PROMPT.
Could you copy verbatim the stretch of entries from the very start through the line containing "[463,321,473,332]", both ends included, and leave out any pictures?

[Begin]

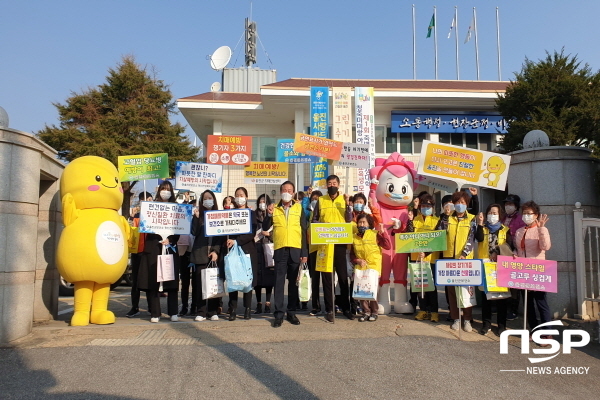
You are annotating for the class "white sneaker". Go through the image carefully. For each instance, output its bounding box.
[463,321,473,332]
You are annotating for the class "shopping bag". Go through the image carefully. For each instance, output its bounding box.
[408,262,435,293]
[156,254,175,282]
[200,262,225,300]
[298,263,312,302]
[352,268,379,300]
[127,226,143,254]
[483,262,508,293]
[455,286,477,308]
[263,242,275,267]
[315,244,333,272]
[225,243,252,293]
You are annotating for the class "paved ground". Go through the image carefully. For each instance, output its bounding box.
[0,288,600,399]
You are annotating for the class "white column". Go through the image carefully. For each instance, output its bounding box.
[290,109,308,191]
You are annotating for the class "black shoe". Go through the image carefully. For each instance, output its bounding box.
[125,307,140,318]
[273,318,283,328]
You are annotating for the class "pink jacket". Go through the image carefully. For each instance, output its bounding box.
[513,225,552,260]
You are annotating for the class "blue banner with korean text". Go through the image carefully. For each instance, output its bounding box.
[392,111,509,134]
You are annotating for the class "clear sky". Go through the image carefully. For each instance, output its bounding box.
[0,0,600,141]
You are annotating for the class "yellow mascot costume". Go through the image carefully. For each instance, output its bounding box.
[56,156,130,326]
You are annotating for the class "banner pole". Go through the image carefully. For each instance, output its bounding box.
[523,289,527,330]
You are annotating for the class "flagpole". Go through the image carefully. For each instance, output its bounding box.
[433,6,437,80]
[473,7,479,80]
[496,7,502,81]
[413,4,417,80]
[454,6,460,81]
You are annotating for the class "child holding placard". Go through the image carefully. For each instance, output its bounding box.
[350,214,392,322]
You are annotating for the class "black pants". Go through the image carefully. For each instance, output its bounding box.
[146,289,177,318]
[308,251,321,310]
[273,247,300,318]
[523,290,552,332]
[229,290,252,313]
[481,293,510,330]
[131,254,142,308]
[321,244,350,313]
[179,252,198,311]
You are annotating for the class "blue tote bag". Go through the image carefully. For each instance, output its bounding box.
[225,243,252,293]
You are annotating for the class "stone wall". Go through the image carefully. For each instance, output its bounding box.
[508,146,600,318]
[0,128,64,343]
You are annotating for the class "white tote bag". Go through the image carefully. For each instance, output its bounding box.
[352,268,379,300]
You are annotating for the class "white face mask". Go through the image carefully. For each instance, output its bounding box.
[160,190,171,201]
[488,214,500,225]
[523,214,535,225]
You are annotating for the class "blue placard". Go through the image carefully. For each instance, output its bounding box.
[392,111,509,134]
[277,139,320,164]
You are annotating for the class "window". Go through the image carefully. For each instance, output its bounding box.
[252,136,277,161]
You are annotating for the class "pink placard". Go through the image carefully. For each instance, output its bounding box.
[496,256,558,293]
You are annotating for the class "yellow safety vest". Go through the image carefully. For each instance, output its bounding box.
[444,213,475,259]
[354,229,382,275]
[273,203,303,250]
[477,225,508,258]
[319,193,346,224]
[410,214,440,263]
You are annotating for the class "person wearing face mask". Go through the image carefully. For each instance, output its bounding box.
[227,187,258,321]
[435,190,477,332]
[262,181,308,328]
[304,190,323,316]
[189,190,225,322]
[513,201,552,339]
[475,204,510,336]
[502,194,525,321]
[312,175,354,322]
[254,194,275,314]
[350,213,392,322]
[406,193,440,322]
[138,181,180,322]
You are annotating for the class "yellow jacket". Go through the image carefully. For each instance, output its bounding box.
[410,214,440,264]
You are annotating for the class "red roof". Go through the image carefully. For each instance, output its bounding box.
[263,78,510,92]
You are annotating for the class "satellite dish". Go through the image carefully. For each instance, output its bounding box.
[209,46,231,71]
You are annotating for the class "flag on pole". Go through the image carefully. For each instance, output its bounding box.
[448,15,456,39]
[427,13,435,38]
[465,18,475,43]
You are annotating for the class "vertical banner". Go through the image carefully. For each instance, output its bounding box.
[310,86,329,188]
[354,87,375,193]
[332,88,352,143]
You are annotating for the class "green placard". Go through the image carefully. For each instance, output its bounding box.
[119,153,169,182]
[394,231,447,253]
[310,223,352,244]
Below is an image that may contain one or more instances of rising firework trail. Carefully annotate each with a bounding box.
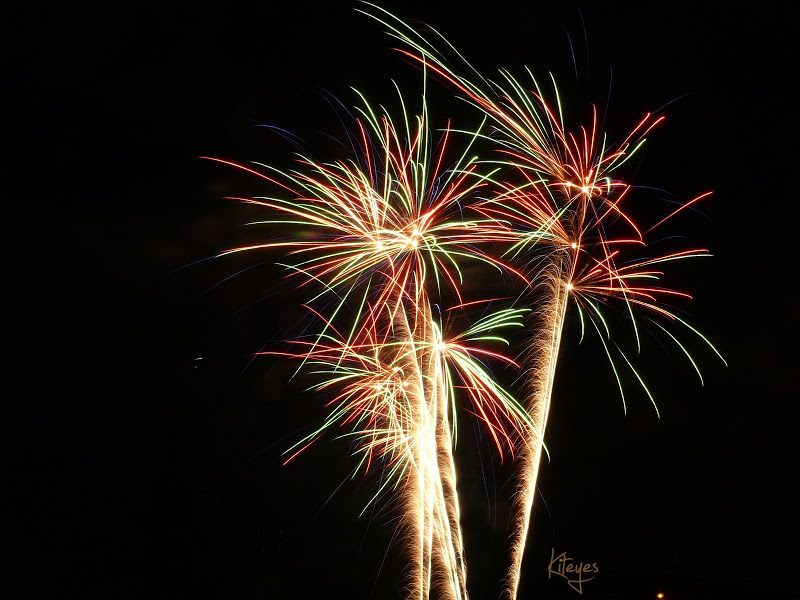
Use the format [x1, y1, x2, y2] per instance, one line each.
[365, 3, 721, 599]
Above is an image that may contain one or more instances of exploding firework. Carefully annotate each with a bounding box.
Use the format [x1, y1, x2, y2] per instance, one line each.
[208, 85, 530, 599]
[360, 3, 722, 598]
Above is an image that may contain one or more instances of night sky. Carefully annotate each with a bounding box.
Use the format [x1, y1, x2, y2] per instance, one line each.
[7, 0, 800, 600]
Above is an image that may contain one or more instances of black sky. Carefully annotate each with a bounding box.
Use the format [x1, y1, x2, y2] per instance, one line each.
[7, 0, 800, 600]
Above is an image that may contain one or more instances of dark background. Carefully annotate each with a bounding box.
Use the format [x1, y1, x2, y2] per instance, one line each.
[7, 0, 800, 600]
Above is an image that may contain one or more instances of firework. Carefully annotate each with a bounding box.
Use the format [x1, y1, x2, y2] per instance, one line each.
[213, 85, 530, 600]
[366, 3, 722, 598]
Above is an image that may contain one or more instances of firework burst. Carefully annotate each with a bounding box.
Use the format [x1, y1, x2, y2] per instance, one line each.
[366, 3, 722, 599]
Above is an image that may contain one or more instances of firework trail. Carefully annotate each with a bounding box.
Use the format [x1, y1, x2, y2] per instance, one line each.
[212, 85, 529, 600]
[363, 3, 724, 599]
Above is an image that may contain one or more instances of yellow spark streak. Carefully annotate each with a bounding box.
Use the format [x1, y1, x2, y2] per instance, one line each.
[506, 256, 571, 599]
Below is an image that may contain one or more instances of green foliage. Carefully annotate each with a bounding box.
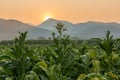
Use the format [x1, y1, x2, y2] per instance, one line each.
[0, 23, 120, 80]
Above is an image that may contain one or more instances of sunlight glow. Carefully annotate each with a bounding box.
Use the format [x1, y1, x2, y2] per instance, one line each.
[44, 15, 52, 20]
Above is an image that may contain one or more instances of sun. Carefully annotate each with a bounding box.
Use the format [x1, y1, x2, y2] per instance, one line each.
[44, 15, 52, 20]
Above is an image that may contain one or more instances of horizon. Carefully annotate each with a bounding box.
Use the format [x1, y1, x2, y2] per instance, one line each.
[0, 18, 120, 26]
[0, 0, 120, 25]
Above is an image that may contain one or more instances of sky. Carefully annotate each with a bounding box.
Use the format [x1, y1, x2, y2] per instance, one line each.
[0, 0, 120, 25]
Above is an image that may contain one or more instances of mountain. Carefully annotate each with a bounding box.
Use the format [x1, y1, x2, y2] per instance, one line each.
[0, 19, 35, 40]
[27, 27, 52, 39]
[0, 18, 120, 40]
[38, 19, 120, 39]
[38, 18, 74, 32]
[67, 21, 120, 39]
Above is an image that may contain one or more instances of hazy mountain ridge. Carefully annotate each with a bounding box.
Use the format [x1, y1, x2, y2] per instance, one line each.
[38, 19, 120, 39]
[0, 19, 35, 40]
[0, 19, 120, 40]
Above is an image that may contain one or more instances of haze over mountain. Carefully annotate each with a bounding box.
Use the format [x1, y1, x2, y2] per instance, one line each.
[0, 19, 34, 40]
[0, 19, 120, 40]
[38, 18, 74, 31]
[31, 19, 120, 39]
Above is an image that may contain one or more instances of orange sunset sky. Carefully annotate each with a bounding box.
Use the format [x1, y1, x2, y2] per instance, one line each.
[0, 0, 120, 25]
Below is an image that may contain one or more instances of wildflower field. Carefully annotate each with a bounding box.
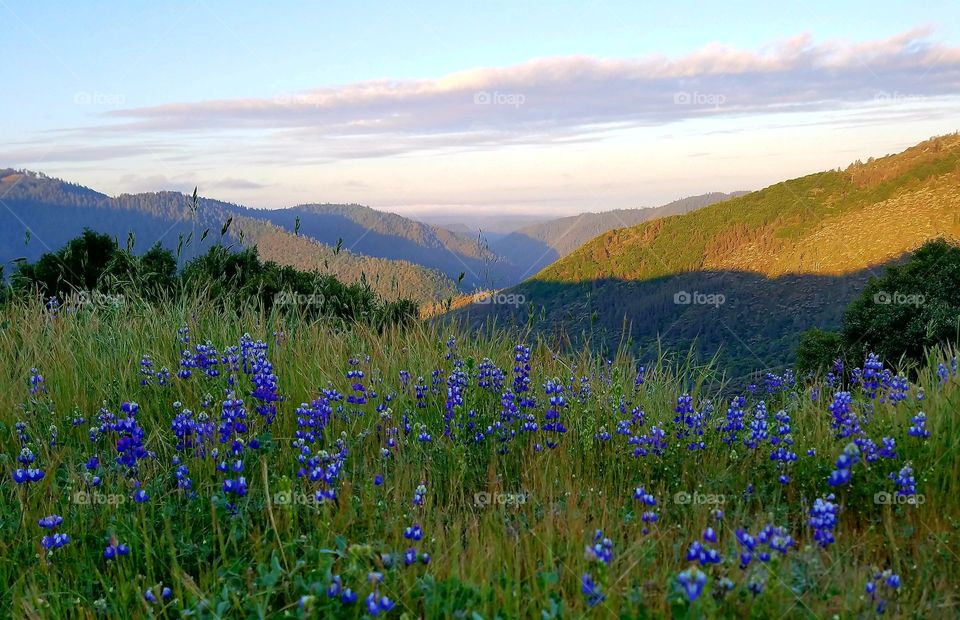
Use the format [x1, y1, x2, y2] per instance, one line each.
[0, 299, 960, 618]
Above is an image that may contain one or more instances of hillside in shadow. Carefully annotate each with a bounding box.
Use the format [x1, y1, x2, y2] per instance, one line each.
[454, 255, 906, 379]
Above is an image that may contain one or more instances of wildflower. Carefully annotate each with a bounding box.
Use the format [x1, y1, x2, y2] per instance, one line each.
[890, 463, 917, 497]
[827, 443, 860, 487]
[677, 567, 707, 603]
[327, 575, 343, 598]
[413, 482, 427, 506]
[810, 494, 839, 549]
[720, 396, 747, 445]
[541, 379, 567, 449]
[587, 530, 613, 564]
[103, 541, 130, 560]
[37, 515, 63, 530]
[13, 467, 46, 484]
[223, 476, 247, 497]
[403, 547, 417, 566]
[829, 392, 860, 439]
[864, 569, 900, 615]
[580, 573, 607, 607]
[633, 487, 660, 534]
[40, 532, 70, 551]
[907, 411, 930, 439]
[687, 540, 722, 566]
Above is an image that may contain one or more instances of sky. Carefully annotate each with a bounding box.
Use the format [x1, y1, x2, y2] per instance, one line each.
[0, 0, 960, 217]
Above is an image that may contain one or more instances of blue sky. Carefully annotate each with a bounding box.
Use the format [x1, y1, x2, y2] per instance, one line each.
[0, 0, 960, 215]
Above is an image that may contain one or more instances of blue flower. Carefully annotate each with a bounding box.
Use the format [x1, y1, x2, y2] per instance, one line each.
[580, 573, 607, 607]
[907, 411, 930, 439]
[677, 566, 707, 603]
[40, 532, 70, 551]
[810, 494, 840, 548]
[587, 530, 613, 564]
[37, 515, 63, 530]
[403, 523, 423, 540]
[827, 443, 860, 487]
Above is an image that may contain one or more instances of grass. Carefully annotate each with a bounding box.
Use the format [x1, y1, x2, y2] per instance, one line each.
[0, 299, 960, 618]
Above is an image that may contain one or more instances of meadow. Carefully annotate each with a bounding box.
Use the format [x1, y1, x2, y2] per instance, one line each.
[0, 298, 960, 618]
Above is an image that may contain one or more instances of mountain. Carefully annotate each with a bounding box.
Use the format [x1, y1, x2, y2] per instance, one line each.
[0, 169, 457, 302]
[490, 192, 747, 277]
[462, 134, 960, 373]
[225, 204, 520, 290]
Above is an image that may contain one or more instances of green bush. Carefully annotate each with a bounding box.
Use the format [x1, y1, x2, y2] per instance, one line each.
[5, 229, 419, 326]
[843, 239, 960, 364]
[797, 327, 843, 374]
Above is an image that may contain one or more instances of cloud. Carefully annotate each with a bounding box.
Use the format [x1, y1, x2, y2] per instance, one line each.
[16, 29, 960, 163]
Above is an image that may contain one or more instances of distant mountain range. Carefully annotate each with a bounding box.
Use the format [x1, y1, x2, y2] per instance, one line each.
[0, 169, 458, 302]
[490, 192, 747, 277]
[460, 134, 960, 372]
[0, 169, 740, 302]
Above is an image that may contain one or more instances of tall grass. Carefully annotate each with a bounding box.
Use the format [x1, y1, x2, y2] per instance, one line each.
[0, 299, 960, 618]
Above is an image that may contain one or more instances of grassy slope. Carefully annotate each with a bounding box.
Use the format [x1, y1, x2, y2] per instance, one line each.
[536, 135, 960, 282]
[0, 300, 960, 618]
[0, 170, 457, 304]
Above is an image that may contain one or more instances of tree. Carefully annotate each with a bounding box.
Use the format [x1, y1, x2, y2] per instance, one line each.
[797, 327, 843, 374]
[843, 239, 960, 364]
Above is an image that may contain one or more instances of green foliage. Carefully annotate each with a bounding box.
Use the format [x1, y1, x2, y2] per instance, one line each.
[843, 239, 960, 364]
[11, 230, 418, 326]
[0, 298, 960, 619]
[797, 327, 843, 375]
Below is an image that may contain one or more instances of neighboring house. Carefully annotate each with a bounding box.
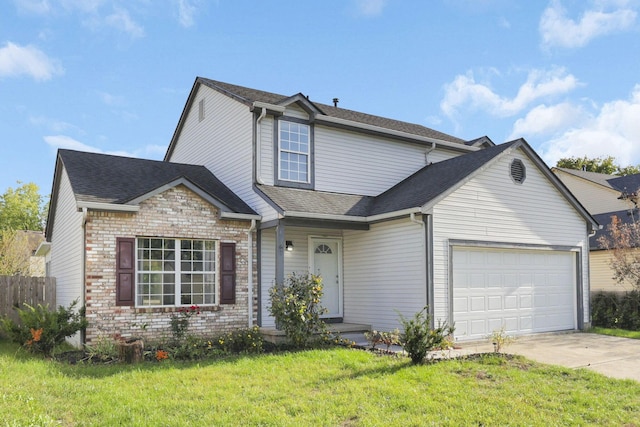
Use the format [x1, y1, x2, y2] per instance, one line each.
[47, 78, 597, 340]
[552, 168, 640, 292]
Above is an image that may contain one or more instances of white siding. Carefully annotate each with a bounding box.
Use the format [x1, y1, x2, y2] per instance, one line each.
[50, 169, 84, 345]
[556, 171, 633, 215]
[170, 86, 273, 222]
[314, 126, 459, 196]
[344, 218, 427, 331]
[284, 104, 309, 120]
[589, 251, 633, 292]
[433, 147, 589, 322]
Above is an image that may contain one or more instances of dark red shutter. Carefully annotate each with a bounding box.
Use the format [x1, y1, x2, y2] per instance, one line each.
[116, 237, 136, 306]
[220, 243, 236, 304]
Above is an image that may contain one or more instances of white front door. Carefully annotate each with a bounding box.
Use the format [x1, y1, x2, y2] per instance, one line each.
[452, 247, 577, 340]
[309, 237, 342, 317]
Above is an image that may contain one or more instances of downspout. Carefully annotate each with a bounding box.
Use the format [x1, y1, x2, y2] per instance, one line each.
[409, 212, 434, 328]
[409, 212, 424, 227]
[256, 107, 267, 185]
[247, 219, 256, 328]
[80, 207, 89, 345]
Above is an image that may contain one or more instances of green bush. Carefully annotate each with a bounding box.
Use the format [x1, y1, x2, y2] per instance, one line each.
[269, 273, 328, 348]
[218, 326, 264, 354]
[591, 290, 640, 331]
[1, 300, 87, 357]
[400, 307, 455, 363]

[End]

EXERCISE SOLUTION.
You are annotating for the class "white sneaker". Go through the image carefully. For each instance, output its bounding box.
[463,321,473,332]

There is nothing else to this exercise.